Challenge A » Scale the answer coordinates in the entries that open with the line containing "Find the yellow flower petal" and close with the line containing "<point>329,66</point>", both included. Repeat every line of that stretch, leaving the requests and their sample points unchanged, and multiply each answer coordinate by 1.7, rounding to whole numbers with halves rounded up.

Start of Text excerpt

Maybe it is because I am tuned and I have hit the limit of the tires and tires are in my near future for that purpose alone! None the less I going to shop around. I do drive more aggressive than the car and tires were intended to. I am used to my Alero's that were more or less sport version trim levels and had tires to match. I would like to find good for FE and aggressive tires. I am not sure how the other LRRs compare(Ecopia or as someone else mentioned the Continental tires with the Eco plus Technology). Let the research begin


----------



## UpstateNYBill (Jan 14, 2012)

Patman said:


> I bet non factory fuelmax are probably much better than the factory versions.? More tread/traction. Probably stay with the Fuelmaxs or try the Ecopias. Just researching now. And all the rain mixing with oil on the road is not a good combination.


I would stay away from the Ecopias unless you don't mind wandering at highway speeds. I had them and they were a very soft, quiet tire with a bit of a bouncy feeling to them. I like the Goodyear FuelMax tire much better.


----------



## Patman (May 7, 2011)

UpstateNYBill said:


> I would stay away from the Ecopias unless you don't mind wandering at highway speeds. I had them and they were a very soft, quiet tire with a bit of a bouncy feeling to them. I like the Goodyear FuelMax tire much better.



I went out today looking for LRR tires and I found some that may "fit the bill" Bridge stone has a tire called the DriveGuard. I was looking at them at TiresPlus and they have a pretty good tread on them (for winter driving) and they are run flats(appropriate for the Eco with no spare) Here is a link for them Bridgestone DriveGuard run-flat tire information, reviews, availability and fitting information - Autoweek. DriveGuard | FAQ The set I was looking would be @ 800 out the door including disposal, TPMS repair etc. I was going to "sleep on it" b4 making a decision.


----------



## money_man (Feb 25, 2014)

I'd use a bicycle before I'd drive a vehicle with bridgestone tires


----------



## Patman (May 7, 2011)

money_man said:


> I'd use a bicycle before I'd drive a vehicle with Bridgestone tires


So what is your problem with Bridgestone Tires You seem rather passionate about this. I don't know that I have had any problem with them. I have had a set of crappy Michelin's that you seemed to like (from a previous post). If I am going to spend a lot of money on tires, I would like some opinions based on experience not opinion. I know that some people like Michelin's I just happened to get a bad set. So I will not condemn the tire line.

End of Text excerpt
Start of Records supplied

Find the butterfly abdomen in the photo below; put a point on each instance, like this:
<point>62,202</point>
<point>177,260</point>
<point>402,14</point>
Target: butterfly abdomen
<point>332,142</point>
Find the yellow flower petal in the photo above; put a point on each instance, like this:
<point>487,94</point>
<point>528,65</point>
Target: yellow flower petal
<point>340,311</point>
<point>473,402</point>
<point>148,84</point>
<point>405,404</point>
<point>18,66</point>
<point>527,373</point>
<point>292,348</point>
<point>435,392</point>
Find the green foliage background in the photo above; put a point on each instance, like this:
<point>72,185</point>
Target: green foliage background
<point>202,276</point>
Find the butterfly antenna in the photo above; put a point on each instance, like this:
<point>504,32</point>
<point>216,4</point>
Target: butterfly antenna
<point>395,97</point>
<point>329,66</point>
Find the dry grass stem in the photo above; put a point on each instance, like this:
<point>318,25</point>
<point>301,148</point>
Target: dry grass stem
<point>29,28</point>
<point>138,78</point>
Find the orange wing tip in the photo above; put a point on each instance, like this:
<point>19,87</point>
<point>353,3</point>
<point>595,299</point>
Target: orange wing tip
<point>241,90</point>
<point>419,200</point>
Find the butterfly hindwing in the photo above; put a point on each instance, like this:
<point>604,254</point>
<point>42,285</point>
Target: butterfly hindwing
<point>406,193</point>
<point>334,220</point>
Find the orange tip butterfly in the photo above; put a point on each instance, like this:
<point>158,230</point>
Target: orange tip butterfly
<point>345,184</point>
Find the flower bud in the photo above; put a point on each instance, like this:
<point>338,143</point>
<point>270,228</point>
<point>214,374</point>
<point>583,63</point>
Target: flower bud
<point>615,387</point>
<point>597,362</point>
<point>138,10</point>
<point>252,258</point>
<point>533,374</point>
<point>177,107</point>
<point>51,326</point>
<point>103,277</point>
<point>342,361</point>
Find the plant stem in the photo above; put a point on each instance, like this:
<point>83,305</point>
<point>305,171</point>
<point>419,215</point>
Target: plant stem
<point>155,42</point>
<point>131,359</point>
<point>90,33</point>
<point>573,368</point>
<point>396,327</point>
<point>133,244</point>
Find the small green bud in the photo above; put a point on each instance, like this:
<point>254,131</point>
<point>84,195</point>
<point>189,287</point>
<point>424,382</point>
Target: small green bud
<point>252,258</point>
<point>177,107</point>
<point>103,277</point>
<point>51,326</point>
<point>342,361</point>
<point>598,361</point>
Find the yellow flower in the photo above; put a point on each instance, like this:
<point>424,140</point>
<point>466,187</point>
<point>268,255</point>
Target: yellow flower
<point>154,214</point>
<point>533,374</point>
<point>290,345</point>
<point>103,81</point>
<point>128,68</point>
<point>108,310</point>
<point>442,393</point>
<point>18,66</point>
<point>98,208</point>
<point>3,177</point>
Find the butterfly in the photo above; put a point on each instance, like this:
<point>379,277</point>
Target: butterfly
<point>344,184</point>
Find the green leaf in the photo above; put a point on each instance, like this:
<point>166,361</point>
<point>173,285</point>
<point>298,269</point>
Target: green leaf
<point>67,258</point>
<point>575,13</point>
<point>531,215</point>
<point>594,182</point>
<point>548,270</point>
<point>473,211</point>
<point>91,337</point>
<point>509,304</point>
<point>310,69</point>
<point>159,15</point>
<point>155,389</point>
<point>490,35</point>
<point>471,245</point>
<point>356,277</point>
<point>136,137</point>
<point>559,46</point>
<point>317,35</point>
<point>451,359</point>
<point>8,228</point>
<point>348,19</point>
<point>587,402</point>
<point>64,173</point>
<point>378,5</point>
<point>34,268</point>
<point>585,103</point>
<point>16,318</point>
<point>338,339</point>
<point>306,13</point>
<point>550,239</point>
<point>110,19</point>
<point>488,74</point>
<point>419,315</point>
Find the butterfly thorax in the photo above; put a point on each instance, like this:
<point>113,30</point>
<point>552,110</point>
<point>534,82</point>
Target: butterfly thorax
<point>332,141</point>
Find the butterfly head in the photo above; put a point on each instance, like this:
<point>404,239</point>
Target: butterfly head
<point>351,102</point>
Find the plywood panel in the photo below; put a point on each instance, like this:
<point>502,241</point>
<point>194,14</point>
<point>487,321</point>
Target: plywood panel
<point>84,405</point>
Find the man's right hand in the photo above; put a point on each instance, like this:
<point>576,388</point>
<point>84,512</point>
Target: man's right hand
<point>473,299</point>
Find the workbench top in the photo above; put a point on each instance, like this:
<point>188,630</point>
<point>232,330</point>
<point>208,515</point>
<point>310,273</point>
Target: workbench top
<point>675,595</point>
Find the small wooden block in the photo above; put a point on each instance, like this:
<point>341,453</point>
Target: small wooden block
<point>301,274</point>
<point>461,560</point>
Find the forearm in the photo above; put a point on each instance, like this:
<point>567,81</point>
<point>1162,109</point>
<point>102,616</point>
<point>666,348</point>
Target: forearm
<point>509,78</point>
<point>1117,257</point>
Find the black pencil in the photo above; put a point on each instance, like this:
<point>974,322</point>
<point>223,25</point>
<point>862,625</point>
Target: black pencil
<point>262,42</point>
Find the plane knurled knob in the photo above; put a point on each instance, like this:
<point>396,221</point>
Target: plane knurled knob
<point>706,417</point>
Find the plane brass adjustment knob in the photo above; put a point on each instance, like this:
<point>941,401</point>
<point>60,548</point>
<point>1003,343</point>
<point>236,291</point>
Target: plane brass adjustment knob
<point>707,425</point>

End of Records supplied

Challenge B » Return the part of the tire forum thread that opens with the words "I went out today" and closes with "making a decision.", copied word for word.

Complete output A »
Find the yellow flower petal in the photo above; put a point on each instance, like this:
<point>487,94</point>
<point>528,65</point>
Target: yellow flower petal
<point>578,529</point>
<point>804,683</point>
<point>252,143</point>
<point>689,687</point>
<point>31,112</point>
<point>896,634</point>
<point>496,592</point>
<point>740,666</point>
Find the green foliage background in the photo above; put a point on each instance, like this:
<point>72,185</point>
Target: green foliage background
<point>343,469</point>
Find the butterfly antenna in the photo above; put a point on each instance, like this:
<point>504,32</point>
<point>216,4</point>
Target: butterfly antenna
<point>672,165</point>
<point>559,112</point>

Complete output B »
I went out today looking for LRR tires and I found some that may "fit the bill" Bridge stone has a tire called the DriveGuard. I was looking at them at TiresPlus and they have a pretty good tread on them (for winter driving) and they are run flats(appropriate for the Eco with no spare) Here is a link for them Bridgestone DriveGuard run-flat tire information, reviews, availability and fitting information - Autoweek. DriveGuard | FAQ The set I was looking would be @ 800 out the door including disposal, TPMS repair etc. I was going to "sleep on it" b4 making a decision.